------ Source extract

Justice of the High Court of Australia
- In office 3 February 1998 – 31 August 2007
- Nominated by: John Howard
- Appointed by: William Deane
- Preceded by: John Toohey
- Succeeded by: Susan Kiefel

Personal details
- Born: Ian David Francis Callinan 1 September 1937 (age 88) Casino, New South Wales

= Ian Callinan =

Former Justice of the High Court of Australia

Ian David Francis Callinan (born 1 September 1937) is a former Justice of the High Court of Australia, the highest court in the Australian court hierarchy.

==Education==
Born in Casino, New South Wales, Callinan was raised in Brisbane, Queensland, and educated at Brisbane Grammar School. He received a Bachelor of Laws from the University of Queensland while working as an articled clerk. On 23 July 2010, the University of Queensland awarded him a Doctorate of Laws (honoris causa) in recognition of his service to the law and the arts. In 2012, James Cook University awarded Callinan an Honorary Doctorate in Laws (honoris causa) in recognition of his service to the law.

------------
------ Dataset extract

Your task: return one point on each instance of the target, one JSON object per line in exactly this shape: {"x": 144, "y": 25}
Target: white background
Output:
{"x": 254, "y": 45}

------------

> _The request_
In the biography of Ian Callinan, which university awarded him an Honorary Doctorate in Laws in 2012?

> _Task response_
James Cook University